- Work instruction
The entries below should be set down again exactly, with every picture left out.

----- Provided information

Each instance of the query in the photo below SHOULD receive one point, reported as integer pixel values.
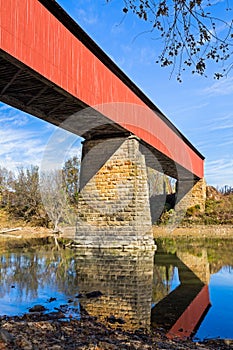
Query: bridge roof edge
(53, 7)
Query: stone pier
(114, 207)
(190, 193)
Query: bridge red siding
(30, 33)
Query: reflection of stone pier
(124, 279)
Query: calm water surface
(185, 287)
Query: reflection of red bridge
(51, 69)
(182, 310)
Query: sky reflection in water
(130, 284)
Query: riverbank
(197, 231)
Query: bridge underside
(23, 88)
(51, 69)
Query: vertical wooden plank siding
(31, 34)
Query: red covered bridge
(50, 68)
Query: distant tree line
(37, 197)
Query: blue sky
(201, 108)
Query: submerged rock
(37, 308)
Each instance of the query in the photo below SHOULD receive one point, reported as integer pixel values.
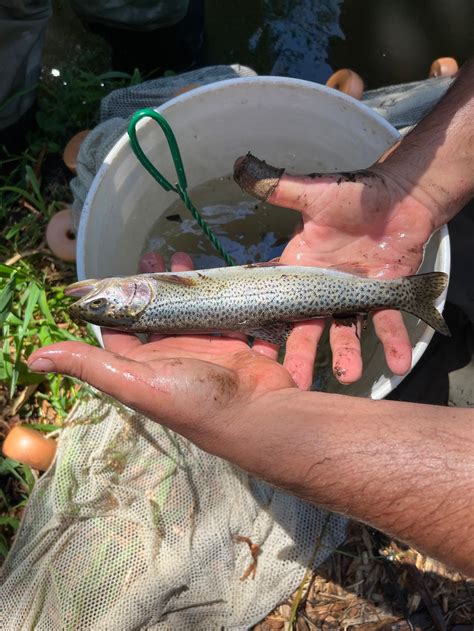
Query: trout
(260, 300)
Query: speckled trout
(260, 300)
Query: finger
(181, 262)
(266, 349)
(391, 331)
(268, 183)
(151, 263)
(346, 352)
(300, 352)
(118, 341)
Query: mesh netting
(133, 528)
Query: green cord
(180, 188)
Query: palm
(251, 371)
(364, 223)
(373, 232)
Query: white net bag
(134, 527)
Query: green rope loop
(180, 188)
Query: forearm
(435, 162)
(406, 469)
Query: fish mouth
(83, 288)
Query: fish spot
(177, 280)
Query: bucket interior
(290, 123)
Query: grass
(33, 308)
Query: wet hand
(197, 385)
(362, 223)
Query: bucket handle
(180, 188)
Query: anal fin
(275, 332)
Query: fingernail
(42, 364)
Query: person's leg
(152, 35)
(22, 29)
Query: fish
(260, 300)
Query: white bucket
(300, 125)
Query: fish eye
(98, 303)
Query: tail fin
(423, 291)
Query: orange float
(30, 447)
(347, 81)
(60, 235)
(444, 67)
(71, 150)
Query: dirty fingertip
(256, 177)
(151, 262)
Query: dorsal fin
(176, 279)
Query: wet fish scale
(251, 299)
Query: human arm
(406, 469)
(374, 222)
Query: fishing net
(133, 527)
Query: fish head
(111, 302)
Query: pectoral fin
(275, 333)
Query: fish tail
(423, 290)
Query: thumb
(268, 183)
(121, 378)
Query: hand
(199, 386)
(363, 223)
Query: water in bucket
(251, 231)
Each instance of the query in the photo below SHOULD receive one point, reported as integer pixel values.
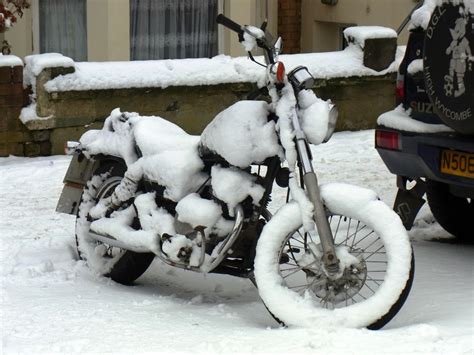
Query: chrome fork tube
(331, 262)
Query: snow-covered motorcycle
(143, 188)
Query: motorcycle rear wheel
(120, 265)
(375, 254)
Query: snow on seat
(242, 134)
(155, 135)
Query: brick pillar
(289, 25)
(13, 134)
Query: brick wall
(15, 138)
(289, 25)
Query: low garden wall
(58, 115)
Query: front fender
(79, 172)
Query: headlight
(332, 120)
(301, 78)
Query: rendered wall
(359, 99)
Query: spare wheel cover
(448, 64)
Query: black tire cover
(448, 64)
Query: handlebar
(261, 42)
(227, 22)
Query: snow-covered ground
(52, 303)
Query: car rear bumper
(419, 155)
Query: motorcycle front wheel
(122, 266)
(376, 263)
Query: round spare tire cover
(448, 64)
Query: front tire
(120, 265)
(374, 251)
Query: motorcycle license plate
(457, 163)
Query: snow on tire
(374, 251)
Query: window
(170, 29)
(62, 25)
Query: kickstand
(409, 201)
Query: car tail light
(400, 89)
(387, 140)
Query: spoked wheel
(376, 266)
(120, 265)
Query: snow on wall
(10, 61)
(358, 34)
(203, 71)
(399, 118)
(36, 63)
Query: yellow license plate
(457, 163)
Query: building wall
(321, 24)
(20, 36)
(108, 27)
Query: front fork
(331, 262)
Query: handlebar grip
(227, 22)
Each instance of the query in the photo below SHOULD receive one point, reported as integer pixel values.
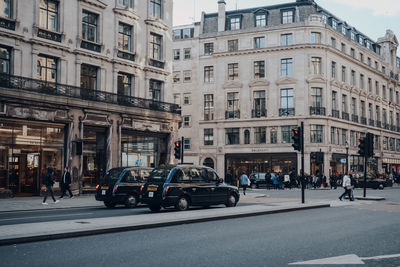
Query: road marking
(345, 259)
(52, 216)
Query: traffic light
(370, 145)
(177, 149)
(362, 148)
(297, 139)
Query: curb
(27, 239)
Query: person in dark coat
(48, 181)
(65, 182)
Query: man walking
(48, 181)
(347, 186)
(65, 182)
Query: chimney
(221, 15)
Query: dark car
(186, 185)
(122, 186)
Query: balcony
(49, 35)
(258, 113)
(284, 112)
(335, 113)
(91, 46)
(345, 116)
(7, 24)
(56, 89)
(235, 114)
(126, 55)
(317, 111)
(156, 63)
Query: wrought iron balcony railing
(317, 111)
(33, 85)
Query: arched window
(246, 137)
(208, 162)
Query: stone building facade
(246, 78)
(84, 84)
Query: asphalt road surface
(350, 234)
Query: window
(286, 39)
(234, 23)
(233, 71)
(127, 3)
(5, 60)
(155, 89)
(286, 67)
(155, 8)
(187, 76)
(315, 38)
(125, 84)
(232, 136)
(89, 26)
(155, 46)
(333, 70)
(177, 54)
(208, 49)
(260, 135)
(208, 107)
(186, 52)
(316, 133)
(88, 77)
(186, 121)
(209, 74)
(259, 69)
(233, 45)
(208, 137)
(6, 11)
(187, 99)
(287, 16)
(124, 37)
(259, 42)
(316, 65)
(261, 20)
(48, 18)
(47, 68)
(233, 107)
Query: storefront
(27, 148)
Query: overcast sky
(367, 16)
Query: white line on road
(52, 216)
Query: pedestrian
(48, 181)
(65, 182)
(347, 186)
(244, 180)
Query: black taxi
(186, 185)
(122, 186)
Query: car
(186, 185)
(122, 186)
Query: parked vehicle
(186, 185)
(122, 186)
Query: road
(271, 240)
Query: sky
(367, 16)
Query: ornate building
(246, 78)
(84, 84)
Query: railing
(232, 114)
(286, 112)
(354, 118)
(27, 84)
(258, 113)
(317, 111)
(53, 36)
(7, 24)
(335, 113)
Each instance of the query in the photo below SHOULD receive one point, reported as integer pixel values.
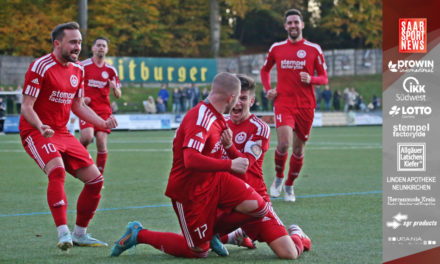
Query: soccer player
(99, 78)
(200, 181)
(294, 100)
(53, 86)
(249, 137)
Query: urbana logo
(410, 111)
(411, 66)
(415, 92)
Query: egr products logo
(412, 35)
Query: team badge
(73, 81)
(240, 138)
(301, 54)
(104, 75)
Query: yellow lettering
(203, 71)
(145, 72)
(131, 66)
(158, 73)
(192, 74)
(182, 74)
(170, 73)
(121, 69)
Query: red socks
(101, 159)
(170, 243)
(88, 201)
(298, 243)
(280, 163)
(56, 196)
(295, 167)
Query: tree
(361, 19)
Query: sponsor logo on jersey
(240, 137)
(61, 97)
(412, 35)
(301, 54)
(104, 75)
(293, 64)
(73, 81)
(411, 66)
(96, 84)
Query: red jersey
(291, 59)
(55, 86)
(200, 130)
(96, 85)
(252, 130)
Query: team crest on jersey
(104, 75)
(73, 81)
(240, 137)
(301, 54)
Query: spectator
(176, 100)
(360, 104)
(150, 105)
(337, 100)
(345, 96)
(182, 99)
(205, 93)
(264, 101)
(196, 92)
(327, 96)
(19, 98)
(160, 105)
(318, 97)
(164, 94)
(114, 107)
(189, 92)
(10, 101)
(2, 113)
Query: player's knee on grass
(284, 248)
(201, 251)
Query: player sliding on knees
(248, 137)
(200, 181)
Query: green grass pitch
(339, 200)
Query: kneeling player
(249, 137)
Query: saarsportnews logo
(414, 91)
(411, 66)
(409, 111)
(412, 35)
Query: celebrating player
(99, 78)
(53, 86)
(199, 181)
(249, 137)
(297, 60)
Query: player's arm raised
(27, 110)
(84, 112)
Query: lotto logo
(412, 35)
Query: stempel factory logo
(412, 35)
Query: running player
(99, 78)
(249, 137)
(53, 86)
(297, 60)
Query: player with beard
(248, 137)
(99, 78)
(200, 180)
(53, 86)
(297, 61)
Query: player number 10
(201, 230)
(49, 148)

----------

- Exercise response
Each instance of the query in the photo below SHOULD receive one point, reported as integer pixel values.
Query: bridge roof edge
(53, 7)
Query: stone pier
(114, 207)
(190, 193)
Query: bridge red siding
(30, 33)
Query: reflection of stone pier
(124, 279)
Query: calm water surface
(185, 287)
Query: reflection of red bridge
(51, 69)
(182, 310)
Query: sky reflection in water
(130, 284)
Query: riverbank
(197, 231)
Query: bridge underside
(23, 88)
(51, 69)
Query: vertical wooden plank siding
(31, 34)
Query: red covered bridge
(50, 68)
Query: distant tree line
(37, 197)
Query: blue sky
(201, 108)
Query: submerged rock
(37, 308)
Each instance of the query in the photo below SHOULD receive one point, reported as integer pixel values.
Query: trout
(260, 300)
Query: speckled trout
(260, 300)
Query: finger
(181, 262)
(266, 349)
(391, 331)
(268, 183)
(151, 263)
(346, 352)
(300, 352)
(118, 341)
Query: mesh netting
(133, 528)
Query: green cord
(180, 188)
Query: palm
(251, 371)
(364, 223)
(373, 232)
Query: white net bag
(134, 527)
Query: green rope loop
(180, 188)
Query: forearm
(435, 162)
(406, 469)
Query: fish mouth
(83, 288)
Query: fish spot
(177, 280)
Query: bucket interior
(290, 123)
Query: grass
(33, 308)
Query: wet hand
(197, 385)
(362, 223)
Query: bucket handle
(180, 188)
Query: anal fin
(275, 332)
Query: fingernail
(42, 364)
Query: person's leg
(152, 35)
(22, 29)
Query: fish
(260, 300)
Query: white bucket
(300, 125)
Query: fish eye
(98, 303)
Query: tail fin
(423, 291)
Query: orange float
(30, 447)
(347, 81)
(60, 235)
(444, 67)
(71, 150)
Query: dirty fingertip
(256, 177)
(151, 262)
Query: dorsal fin
(176, 279)
Query: wet fish scale
(251, 299)
Query: human arm
(406, 469)
(374, 222)
Query: fishing net
(133, 527)
Query: fish head
(111, 302)
Query: pectoral fin
(275, 333)
Query: fish tail
(423, 290)
Query: thumb
(268, 183)
(121, 378)
Query: hand
(199, 386)
(363, 223)
Query: water in bucket
(251, 231)
Each instance of the query in the photo below SHOULD receive one point, reported as integer pixel values.
Query: chrome fork tube
(331, 262)
Query: snow-covered motorcycle
(143, 188)
Query: motorcycle rear wheel
(120, 265)
(375, 254)
Query: snow on seat
(242, 134)
(155, 135)
Query: brick pillar
(289, 25)
(13, 134)
Query: brick wall
(15, 138)
(289, 25)
Query: low garden wall
(58, 115)
Query: front fender
(79, 172)
Query: headlight
(332, 120)
(301, 78)
Query: rendered wall
(359, 99)
Query: spare wheel cover
(448, 64)
Query: black tire cover
(448, 64)
Query: handlebar
(261, 42)
(227, 22)
Query: snow-covered ground
(52, 303)
Query: car rear bumper
(419, 155)
Query: motorcycle front wheel
(122, 266)
(376, 263)
Query: round spare tire cover
(448, 64)
Query: front tire
(120, 265)
(374, 251)
Query: motorcycle license plate
(457, 163)
Query: snow on tire
(374, 251)
Query: window
(170, 29)
(62, 25)
Query: kickstand
(409, 201)
Query: car tail light
(400, 89)
(387, 140)
Query: spoked wheel
(376, 266)
(120, 265)
Query: snow on wall
(10, 61)
(358, 34)
(203, 71)
(399, 118)
(36, 63)
Query: yellow license plate
(457, 163)
Query: building wall
(321, 24)
(20, 36)
(108, 27)
Query: front fork
(331, 262)
Query: handlebar grip
(227, 22)
Each instance of the query in the photo below SHOULD receive one point, reported as integer pixel values.
Query: road marking
(345, 259)
(52, 216)
Query: traffic light
(370, 145)
(177, 149)
(362, 148)
(297, 139)
Query: curb
(27, 239)
Query: person in dark coat
(48, 181)
(65, 182)
Query: man walking
(48, 181)
(347, 186)
(65, 182)
Query: chimney
(221, 15)
Query: dark car
(186, 185)
(122, 186)
Query: balcony
(49, 35)
(258, 113)
(284, 112)
(335, 113)
(91, 46)
(345, 116)
(7, 24)
(56, 89)
(235, 114)
(126, 55)
(317, 111)
(156, 63)
Query: wrought iron balcony railing
(317, 111)
(33, 85)
Query: arched window
(246, 137)
(208, 162)
Query: stone building facade
(246, 78)
(84, 84)
Query: asphalt road surface
(350, 234)
Query: window
(286, 39)
(234, 23)
(233, 71)
(127, 3)
(5, 60)
(155, 89)
(286, 67)
(155, 8)
(187, 76)
(315, 38)
(125, 84)
(232, 136)
(89, 26)
(155, 46)
(333, 70)
(177, 54)
(208, 49)
(260, 135)
(208, 107)
(186, 52)
(316, 133)
(88, 77)
(186, 121)
(209, 74)
(259, 69)
(233, 45)
(208, 137)
(6, 11)
(187, 99)
(287, 16)
(124, 37)
(259, 42)
(316, 65)
(261, 20)
(48, 18)
(47, 68)
(233, 107)
Query: storefront
(27, 148)
Query: overcast sky
(367, 16)
Query: white line on road
(52, 216)
Query: pedestrian
(48, 181)
(65, 182)
(347, 186)
(244, 180)
Query: black taxi
(186, 185)
(122, 186)
Query: car
(186, 185)
(122, 186)
Query: parked vehicle
(186, 185)
(122, 186)
Query: road
(271, 240)
Query: sky
(367, 16)
Query: ornate building
(246, 78)
(84, 84)
Query: railing
(232, 114)
(286, 112)
(354, 118)
(27, 84)
(258, 113)
(317, 111)
(53, 36)
(7, 24)
(335, 113)
Each instance of the query in the photo below SHOULD receive one point, reported as integer pixel values.
Query: soccer player
(99, 78)
(200, 181)
(294, 100)
(53, 86)
(249, 137)
Query: urbana logo
(410, 111)
(411, 66)
(415, 92)
Query: egr products logo
(412, 35)
Query: team badge
(73, 81)
(240, 138)
(301, 54)
(104, 75)
Query: yellow lettering
(203, 71)
(145, 72)
(131, 66)
(158, 73)
(192, 74)
(182, 74)
(170, 73)
(121, 69)
Query: red socks
(101, 159)
(170, 243)
(88, 201)
(298, 243)
(280, 163)
(56, 196)
(295, 167)
Query: tree
(361, 19)
Query: sponsor logo on jersey
(240, 137)
(61, 97)
(412, 35)
(301, 54)
(104, 75)
(293, 64)
(73, 81)
(411, 66)
(96, 84)
Query: red jersey
(291, 59)
(55, 86)
(200, 130)
(96, 85)
(252, 130)
Query: team crest on jersey
(104, 75)
(73, 81)
(240, 137)
(301, 54)
Query: spectator
(176, 100)
(360, 104)
(150, 105)
(337, 100)
(345, 96)
(182, 99)
(205, 93)
(264, 101)
(196, 92)
(327, 96)
(19, 98)
(160, 105)
(318, 97)
(164, 94)
(114, 107)
(189, 92)
(10, 101)
(2, 113)
Query: player's knee on grass
(284, 248)
(201, 251)
Query: player sliding on knees
(248, 137)
(200, 181)
Query: green grass pitch
(339, 200)
Query: kneeling player
(249, 137)
Query: saarsportnews logo
(414, 91)
(411, 66)
(409, 111)
(412, 35)
Query: celebrating player
(99, 78)
(53, 86)
(199, 181)
(249, 137)
(297, 60)
Query: player's arm raised
(27, 110)
(84, 112)
Query: lotto logo
(412, 35)
Query: stempel factory logo
(412, 35)
Query: running player
(99, 78)
(249, 137)
(53, 86)
(297, 60)
Query: player with beard
(248, 137)
(99, 78)
(200, 180)
(53, 86)
(297, 61)
Query: player number 10
(201, 230)
(49, 148)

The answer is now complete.